====== Information shown ======

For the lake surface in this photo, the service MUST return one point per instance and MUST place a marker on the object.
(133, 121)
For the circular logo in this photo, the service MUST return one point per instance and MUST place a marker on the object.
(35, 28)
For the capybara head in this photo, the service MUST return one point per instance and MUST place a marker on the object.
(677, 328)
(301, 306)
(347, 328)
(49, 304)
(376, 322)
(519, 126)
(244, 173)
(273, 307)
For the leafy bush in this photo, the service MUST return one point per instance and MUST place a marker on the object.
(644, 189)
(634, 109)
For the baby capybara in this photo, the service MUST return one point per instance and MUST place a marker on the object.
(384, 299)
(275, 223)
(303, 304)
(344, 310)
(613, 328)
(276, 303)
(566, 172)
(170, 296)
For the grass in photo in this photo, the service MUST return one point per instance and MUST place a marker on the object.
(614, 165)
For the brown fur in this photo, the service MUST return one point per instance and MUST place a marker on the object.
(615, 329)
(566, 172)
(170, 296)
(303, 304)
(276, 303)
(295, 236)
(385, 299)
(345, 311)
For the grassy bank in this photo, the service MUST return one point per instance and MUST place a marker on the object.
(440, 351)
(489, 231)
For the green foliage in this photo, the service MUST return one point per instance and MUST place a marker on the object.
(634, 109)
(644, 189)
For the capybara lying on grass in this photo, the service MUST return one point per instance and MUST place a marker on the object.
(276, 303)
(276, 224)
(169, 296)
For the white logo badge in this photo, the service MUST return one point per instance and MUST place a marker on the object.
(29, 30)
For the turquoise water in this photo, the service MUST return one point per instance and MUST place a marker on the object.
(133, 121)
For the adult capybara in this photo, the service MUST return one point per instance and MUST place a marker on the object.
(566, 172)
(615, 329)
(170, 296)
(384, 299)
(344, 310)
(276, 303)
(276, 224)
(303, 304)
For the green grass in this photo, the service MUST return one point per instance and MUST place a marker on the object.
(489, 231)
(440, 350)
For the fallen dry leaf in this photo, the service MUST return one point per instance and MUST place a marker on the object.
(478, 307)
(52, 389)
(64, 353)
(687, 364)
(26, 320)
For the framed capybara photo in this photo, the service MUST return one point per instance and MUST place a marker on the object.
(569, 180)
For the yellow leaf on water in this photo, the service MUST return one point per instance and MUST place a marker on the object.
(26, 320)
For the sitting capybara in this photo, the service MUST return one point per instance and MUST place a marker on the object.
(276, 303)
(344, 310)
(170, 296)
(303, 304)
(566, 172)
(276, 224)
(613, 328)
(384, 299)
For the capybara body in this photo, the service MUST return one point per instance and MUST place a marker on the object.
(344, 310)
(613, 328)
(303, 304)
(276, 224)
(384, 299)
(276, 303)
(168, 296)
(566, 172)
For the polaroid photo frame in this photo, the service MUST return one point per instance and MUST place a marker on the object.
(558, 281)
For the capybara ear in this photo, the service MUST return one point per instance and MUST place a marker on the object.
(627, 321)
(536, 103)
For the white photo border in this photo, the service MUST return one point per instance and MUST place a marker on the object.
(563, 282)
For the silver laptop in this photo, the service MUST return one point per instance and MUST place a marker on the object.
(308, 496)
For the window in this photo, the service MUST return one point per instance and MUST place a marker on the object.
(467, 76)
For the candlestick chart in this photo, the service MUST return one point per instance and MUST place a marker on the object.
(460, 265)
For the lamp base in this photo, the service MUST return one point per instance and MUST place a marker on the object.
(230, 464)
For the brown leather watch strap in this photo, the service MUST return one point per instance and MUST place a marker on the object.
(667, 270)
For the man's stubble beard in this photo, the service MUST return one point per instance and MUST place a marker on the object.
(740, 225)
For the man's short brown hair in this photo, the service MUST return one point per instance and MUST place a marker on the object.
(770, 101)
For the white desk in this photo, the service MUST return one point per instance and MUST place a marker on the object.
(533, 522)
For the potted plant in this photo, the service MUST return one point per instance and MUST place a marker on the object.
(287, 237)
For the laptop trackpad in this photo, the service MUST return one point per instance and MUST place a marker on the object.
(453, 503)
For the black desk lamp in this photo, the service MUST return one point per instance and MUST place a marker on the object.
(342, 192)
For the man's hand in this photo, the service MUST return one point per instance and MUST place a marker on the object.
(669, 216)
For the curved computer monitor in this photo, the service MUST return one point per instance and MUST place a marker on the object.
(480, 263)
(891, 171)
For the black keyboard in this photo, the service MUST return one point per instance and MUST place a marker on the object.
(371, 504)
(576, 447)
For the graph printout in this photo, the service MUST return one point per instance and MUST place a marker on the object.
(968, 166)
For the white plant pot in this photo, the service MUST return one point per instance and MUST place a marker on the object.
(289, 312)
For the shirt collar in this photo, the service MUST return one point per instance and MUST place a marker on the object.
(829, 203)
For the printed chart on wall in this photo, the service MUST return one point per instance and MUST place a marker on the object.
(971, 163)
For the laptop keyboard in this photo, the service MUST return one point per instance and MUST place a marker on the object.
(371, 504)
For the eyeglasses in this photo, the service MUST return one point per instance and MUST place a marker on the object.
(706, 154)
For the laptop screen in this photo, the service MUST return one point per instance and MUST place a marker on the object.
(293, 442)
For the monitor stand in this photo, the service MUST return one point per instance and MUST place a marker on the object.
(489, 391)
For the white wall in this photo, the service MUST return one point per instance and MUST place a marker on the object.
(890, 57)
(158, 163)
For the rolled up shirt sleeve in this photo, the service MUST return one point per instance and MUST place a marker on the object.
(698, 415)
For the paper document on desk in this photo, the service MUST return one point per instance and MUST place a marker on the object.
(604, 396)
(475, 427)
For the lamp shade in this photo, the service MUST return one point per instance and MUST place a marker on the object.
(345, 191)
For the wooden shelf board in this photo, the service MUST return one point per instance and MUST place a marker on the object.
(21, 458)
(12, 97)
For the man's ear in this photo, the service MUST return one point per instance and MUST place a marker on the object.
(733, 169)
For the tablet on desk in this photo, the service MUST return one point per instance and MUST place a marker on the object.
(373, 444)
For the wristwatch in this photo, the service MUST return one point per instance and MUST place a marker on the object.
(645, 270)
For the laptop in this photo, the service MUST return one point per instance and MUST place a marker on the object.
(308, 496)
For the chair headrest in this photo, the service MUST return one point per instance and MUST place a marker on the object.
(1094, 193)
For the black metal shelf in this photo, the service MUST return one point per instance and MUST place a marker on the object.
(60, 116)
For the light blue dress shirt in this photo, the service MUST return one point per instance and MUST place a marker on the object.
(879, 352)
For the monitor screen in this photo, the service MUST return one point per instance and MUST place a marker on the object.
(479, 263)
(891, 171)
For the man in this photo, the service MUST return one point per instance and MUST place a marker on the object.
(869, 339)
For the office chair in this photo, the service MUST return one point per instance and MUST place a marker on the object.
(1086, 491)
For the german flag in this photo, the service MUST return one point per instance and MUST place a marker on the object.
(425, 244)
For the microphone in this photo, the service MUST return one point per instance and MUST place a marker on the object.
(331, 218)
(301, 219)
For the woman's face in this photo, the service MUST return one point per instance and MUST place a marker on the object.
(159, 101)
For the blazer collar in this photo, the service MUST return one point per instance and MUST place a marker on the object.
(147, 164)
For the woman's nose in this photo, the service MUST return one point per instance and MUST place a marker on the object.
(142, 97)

======

== Task details ==
Reproduce each entry above without a single difference.

== Written answer ==
For the lake surface in this photo, the service MUST return one point per instance and MUST place a marker on the object.
(133, 121)
For the circular logo in this photo, the service MUST return one point per instance and MUST place a marker on the object.
(35, 28)
For the capybara head in this photo, the service MUST return one point per instance and MUST place a marker on the object.
(677, 328)
(301, 306)
(347, 328)
(49, 304)
(376, 322)
(519, 126)
(244, 173)
(273, 307)
For the leafy bush in this photo, the service MUST return one point per instance and MUST place a marker on the object.
(644, 189)
(634, 109)
For the baby capybara in this photo, the service MUST return one point per instance and MUST place a marker on the object.
(384, 299)
(275, 223)
(303, 304)
(344, 310)
(613, 328)
(276, 303)
(566, 172)
(170, 296)
For the grass in photo in this photo, the service MUST return one point per instance and MUST place a marker on the object.
(614, 165)
For the brown fur in this photo, the service MUST return one point per instance and MUST place a marker on the object.
(615, 329)
(566, 172)
(170, 296)
(303, 304)
(276, 303)
(295, 236)
(385, 299)
(345, 311)
For the grassy bank in this photo, the service MUST return one point per instance and MUST place a marker on the object.
(440, 351)
(489, 231)
For the green foliage in this photo, the service MUST return one point per instance and MUST place a marker on the object.
(634, 109)
(644, 189)
For the capybara lying on grass in this photo, the service MUST return one point per instance and MUST place a marker on the object.
(276, 303)
(276, 224)
(169, 296)
For the white logo badge in this photo, the service MUST return one point per instance and MUST place a marker on the object.
(29, 30)
For the turquoise water in this photo, the service MUST return one point per instance and MUST place a marker on the object.
(133, 121)
For the adult capybara in this photo, the service MUST return one point per instance and MUST place a marker on the object.
(566, 172)
(615, 329)
(170, 296)
(384, 299)
(344, 310)
(276, 303)
(276, 224)
(303, 304)
For the green grass in this photo, the service MUST return one point per instance and MUST place a marker on the object.
(489, 231)
(440, 350)
For the fallen dry leaf in this photo, the service MUST return one point per instance and MUST place a marker on the object.
(478, 307)
(52, 389)
(64, 353)
(687, 364)
(26, 320)
For the framed capybara photo in this photo, the service MUST return one point per instance and MUST place a marker on the object.
(569, 180)
For the yellow leaf on water in this photo, the service MUST return one point per instance and MUST place a marker on the object.
(26, 320)
For the sitting capybara in this photo, the service MUST return one point per instance and MUST place a marker on the object.
(276, 303)
(344, 310)
(170, 296)
(303, 304)
(566, 172)
(276, 224)
(613, 328)
(384, 299)
For the capybara body in this photo, the service MUST return one point per instance and MUST place a marker on the object.
(344, 310)
(613, 328)
(303, 304)
(276, 224)
(384, 299)
(276, 303)
(168, 296)
(566, 172)
For the polaroid photo frame in this photo, the service MUST return one point per instance and MUST place a marker on the object.
(558, 281)
For the capybara ear in this photo, the service MUST return one point per instance and MUST place a marker on the object.
(627, 321)
(536, 103)
For the white photo border in this photo, the service MUST return one point per instance and MUST place a marker on the object.
(563, 282)
For the silver laptop in this photo, the service MUST return one point per instance and MUST place a marker on the object.
(308, 496)
For the window in this photo, the service MUST return one point per instance and MUST place a marker on the object.
(467, 76)
For the candlestick chart in this photo, the service MUST return one point per instance and MUST place a marker on the object.
(460, 265)
For the lamp base in this photo, the service MUST return one point per instance and MUST place a marker on the object.
(230, 464)
For the brown leather watch strap in this photo, the service MUST return one point per instance and MUST place a marker on the object.
(667, 270)
For the man's stubble beard in this photo, the service MUST return one point per instance and MUST place a marker on the object.
(740, 225)
For the man's short brown hair in this photo, the service MUST return one point per instance and MUST place a marker on the object.
(770, 101)
For the white desk in this photo, the service MUST return one point per instance and MUST place a marker on the object.
(533, 522)
For the potted plant in this photo, the service MUST return one point per instance and MUST place a marker on the object.
(287, 237)
For the laptop trackpad in this photo, the service MUST return one point per instance and MUST place a marker on the object.
(453, 503)
For the black desk lamp in this photo, the service MUST return one point per instance and MUST place a marker on the object.
(342, 192)
For the man's hand in this photo, the service MUST return one point per instance and MUST place a marker on the object.
(669, 216)
For the curved computer monitor in this photo, the service MUST return one point per instance and MUST place a marker on the object.
(480, 263)
(891, 171)
For the black keyboard in this photo, the service MUST return one point per instance and MUST place a marker on the object.
(371, 504)
(576, 447)
For the graph printout in this photo, the service MUST return one point per instance and MUST place a marker on the object.
(968, 166)
For the white plant pot in this photo, the service MUST return one point per instance and MUST place a marker on the object.
(289, 312)
For the shirt collar in this photo, the service MUST return one point per instance and MUST place a marker on the object.
(829, 203)
For the printed chart on wall in this photo, the service MUST return one point per instance and MUST place a marker on the object.
(971, 163)
For the laptop keyboard in this photo, the service MUST return one point per instance and MUST place a marker on the object.
(371, 504)
For the eyeglasses in this photo, the service MUST return one point per instance and MUST place a marker on the object.
(706, 154)
For the laptop screen in this photo, the service MUST return one point per instance and MUST place a marker on the object.
(293, 442)
For the monitor stand in this photo, the service MUST return one point per instance and MUST place a marker on the object.
(489, 391)
For the white wall in this photo, the service MUST return one point per instance and MUST place a marker on the object.
(890, 57)
(158, 163)
For the rolled up shirt sleeve in this photo, the service MUST return one point per instance and MUST place a marker on the object.
(698, 415)
For the paper document on desk in this photo, the service MUST return one point per instance and MUST place a marker on the object.
(604, 396)
(475, 427)
For the lamp shade in this photo, the service MUST return one point per instance and MUST place a marker on the object.
(345, 191)
For the wooden shelf board in this photo, the service MUST return one point per instance and MUST place a marker on the object.
(21, 458)
(12, 97)
For the man's ear in this photo, the service MUST return one point per instance and MUST place a marker on the object.
(733, 169)
For the tablet on desk in this photo, the service MUST return one point per instance and MUST place a marker on the object.
(373, 444)
For the wristwatch in this photo, the service MUST return one point per instance and MUST place a marker on the object.
(645, 270)
For the laptop in this photo, the service MUST return one point per instance and MUST place a marker on the object.
(308, 496)
For the chair headrest in this photo, the service MUST return one point per instance and MUST place a marker on the object.
(1094, 193)
For the black metal shelf in this photo, the service MUST return one point per instance and MUST place a marker on the object.
(60, 116)
For the light blue dress shirt in this photo, the service MUST return one point per instance and MUST place a marker on the object.
(879, 352)
For the monitor screen in this photo, the service MUST return one point per instance and MUST place a marker on the object.
(479, 263)
(891, 171)
For the man in this photo, the service MUST return one point per instance and MUST place a marker on the object.
(869, 339)
For the office chair in this photo, the service MUST return one point per instance and MUST place a marker on the object.
(1086, 491)
For the german flag in this photo, the service MUST return one point per instance and MUST place a marker on the object.
(425, 244)
For the microphone in this photo, the service MUST return one point per instance and MUST place a marker on the object.
(331, 218)
(301, 219)
For the woman's face in this photo, the service MUST return one point per instance and MUST place a marker on the object.
(159, 101)
For the blazer collar in this photo, the service MUST return one point per instance and MUST place a marker on the object.
(147, 164)
For the woman's nose in this photo, the service MUST return one point per instance and MUST place a marker on the object.
(142, 97)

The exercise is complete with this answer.